Stated exercise 1:
Summarize the passage on the Israelites in Egypt in two sentences.
Stated exercise 2:
Reproduce the passage on the Israelites in Egypt from "1So these are" to "full of them.".

--- begin Document passage ---

1So these are the names of the sons of Israel who came to Egypt with Jacob; they came each with his household: 2Reuben, Simeon, Levi, and Judah; 3Issachar, Zebulun, and Benjamin; 4Dan and Napthali; Gad and Asher. 5Counting every person of those who came forth from Jacob’s body, they were seventy, Joseph being in Egypt. 6Joseph died, as did all his brothers, and all that generation, 7but the Israelites—they were fruitful and they teemed; they grew numerous and very, very strong. The country was full of them.
8A new king arose over Egypt who did not recognize Joseph. 9He said to his people, “Now. The Israelite people are more numerous and stronger than us. 10Come on, let’s act sensibly with them so they do not become numerous, and when war comes even join together with our enemies and fight against us or go up from the country.” 11So they set work supervisors over them to keep them down with their labors, and they built store cities for Pharaoh, Pithom, and Rameses. 12But as they kept them down, so they became numerous and were fruitful. And they came to be in dread of the Israelites. 13So the Egyptians made the Israelites serve with harshness. 14They made their lives hard with tough serfdom, with mortar, bricks, and every form of serfdom in the open country. Every form of the serfdom they had them undertake was with harshness.

--- end Document passage ---
--- begin Data shown ---

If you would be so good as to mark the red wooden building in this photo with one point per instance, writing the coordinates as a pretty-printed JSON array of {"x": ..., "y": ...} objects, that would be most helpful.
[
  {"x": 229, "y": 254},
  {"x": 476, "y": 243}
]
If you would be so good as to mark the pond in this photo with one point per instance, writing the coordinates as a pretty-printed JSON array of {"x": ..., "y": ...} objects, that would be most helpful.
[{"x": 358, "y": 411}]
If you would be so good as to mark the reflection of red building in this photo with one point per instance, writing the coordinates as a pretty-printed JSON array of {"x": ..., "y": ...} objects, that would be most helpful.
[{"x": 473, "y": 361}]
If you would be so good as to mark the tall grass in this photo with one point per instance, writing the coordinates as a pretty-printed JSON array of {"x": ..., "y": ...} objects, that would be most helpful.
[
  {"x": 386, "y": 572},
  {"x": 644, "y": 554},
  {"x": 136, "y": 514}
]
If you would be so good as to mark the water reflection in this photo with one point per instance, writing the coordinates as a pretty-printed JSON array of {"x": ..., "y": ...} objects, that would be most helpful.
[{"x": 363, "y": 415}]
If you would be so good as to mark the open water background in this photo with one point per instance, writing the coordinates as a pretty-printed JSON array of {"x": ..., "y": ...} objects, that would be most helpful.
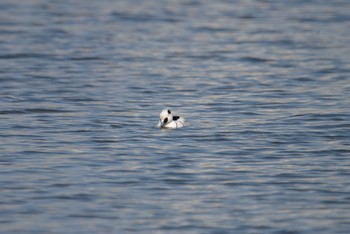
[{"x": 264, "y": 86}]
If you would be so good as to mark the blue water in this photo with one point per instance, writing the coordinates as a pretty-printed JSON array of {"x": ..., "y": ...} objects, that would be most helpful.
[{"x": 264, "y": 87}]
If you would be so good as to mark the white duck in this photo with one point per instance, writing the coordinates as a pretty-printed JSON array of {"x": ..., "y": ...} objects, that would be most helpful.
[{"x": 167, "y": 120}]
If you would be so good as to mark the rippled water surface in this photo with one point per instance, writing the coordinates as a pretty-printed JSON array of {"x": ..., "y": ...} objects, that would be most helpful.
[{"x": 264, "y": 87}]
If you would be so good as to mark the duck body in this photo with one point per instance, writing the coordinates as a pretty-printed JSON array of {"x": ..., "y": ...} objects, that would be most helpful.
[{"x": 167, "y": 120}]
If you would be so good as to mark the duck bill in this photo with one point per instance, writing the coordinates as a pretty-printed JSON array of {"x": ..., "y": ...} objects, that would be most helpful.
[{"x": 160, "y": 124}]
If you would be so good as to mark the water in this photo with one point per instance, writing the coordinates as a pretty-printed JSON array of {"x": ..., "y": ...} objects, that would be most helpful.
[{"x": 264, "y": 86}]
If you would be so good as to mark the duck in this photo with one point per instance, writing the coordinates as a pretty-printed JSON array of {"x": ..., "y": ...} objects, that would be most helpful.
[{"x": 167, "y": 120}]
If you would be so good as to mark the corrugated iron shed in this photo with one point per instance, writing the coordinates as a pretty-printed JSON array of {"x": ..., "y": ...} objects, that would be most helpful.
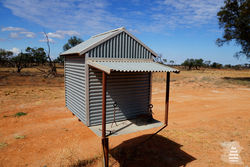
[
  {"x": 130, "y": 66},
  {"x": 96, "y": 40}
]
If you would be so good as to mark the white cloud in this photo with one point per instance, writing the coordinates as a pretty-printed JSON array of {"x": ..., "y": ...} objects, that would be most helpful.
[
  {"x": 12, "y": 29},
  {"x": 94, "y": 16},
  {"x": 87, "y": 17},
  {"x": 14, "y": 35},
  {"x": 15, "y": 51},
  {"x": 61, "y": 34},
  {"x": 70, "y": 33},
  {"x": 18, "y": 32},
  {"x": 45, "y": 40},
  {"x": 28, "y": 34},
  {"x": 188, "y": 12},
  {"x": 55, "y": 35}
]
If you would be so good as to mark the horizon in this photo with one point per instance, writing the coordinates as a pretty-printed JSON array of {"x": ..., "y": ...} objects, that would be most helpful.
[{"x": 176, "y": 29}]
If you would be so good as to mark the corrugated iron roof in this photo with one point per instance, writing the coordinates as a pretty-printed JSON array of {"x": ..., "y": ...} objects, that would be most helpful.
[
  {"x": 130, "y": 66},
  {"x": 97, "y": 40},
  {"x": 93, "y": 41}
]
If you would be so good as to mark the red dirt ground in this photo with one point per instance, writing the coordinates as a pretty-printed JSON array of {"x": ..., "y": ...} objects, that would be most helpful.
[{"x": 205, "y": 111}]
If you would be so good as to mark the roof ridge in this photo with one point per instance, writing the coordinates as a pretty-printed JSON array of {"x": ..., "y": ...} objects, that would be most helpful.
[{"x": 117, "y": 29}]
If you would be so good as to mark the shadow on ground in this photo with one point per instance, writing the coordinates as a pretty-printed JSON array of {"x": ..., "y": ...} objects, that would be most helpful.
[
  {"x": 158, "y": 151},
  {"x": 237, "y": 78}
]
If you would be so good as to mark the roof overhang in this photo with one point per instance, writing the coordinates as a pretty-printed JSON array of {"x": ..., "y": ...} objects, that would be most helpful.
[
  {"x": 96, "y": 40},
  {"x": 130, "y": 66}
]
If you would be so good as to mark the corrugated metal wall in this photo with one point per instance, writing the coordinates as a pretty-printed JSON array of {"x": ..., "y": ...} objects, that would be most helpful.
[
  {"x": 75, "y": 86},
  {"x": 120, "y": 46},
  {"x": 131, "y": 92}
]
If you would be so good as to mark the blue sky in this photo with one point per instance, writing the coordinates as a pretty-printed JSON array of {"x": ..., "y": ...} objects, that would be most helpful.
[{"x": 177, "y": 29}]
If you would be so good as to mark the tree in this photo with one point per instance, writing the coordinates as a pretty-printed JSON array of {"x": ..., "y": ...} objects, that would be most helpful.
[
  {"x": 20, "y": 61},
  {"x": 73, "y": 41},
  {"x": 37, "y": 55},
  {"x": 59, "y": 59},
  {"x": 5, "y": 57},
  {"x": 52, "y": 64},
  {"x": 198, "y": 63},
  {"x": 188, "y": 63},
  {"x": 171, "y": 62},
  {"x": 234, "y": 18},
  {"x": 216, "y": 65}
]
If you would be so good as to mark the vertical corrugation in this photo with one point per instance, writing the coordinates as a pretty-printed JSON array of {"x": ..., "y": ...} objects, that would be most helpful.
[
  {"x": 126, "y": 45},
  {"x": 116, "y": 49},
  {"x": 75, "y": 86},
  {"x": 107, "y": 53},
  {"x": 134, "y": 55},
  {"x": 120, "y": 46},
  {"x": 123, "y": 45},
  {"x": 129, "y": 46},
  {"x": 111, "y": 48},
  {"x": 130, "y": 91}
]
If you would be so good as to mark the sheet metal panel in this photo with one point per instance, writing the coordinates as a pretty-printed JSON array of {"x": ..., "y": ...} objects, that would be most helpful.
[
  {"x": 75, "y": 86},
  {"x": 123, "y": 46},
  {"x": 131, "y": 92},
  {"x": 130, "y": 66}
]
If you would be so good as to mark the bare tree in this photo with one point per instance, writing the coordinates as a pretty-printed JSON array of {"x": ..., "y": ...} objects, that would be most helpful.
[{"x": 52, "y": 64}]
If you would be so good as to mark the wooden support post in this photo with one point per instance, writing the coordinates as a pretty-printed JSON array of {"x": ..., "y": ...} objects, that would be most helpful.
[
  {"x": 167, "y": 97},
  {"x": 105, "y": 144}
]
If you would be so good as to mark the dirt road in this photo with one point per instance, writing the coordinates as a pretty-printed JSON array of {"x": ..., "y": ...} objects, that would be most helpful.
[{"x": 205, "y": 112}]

--- end Data shown ---

Final answer 1:
The sons of Israel came to Egypt with Jacob and their households, seventy persons in all, and after Joseph, his brothers and that generation died, the Israelites grew very numerous and strong. A new king who did not recognize Joseph feared their numbers and set supervisors over them to keep them down with harsh labor, yet the more they were kept down, the more numerous they became.

Final answer 2:
1So these are the names of the sons of Israel who came to Egypt with Jacob; they came each with his household: 2Reuben, Simeon, Levi, and Judah; 3Issachar, Zebulun, and Benjamin; 4Dan and Napthali; Gad and Asher. 5Counting every person of those who came forth from Jacob’s body, they were seventy, Joseph being in Egypt. 6Joseph died, as did all his brothers, and all that generation, 7but the Israelites—they were fruitful and they teemed; they grew numerous and very, very strong. The country was full of them.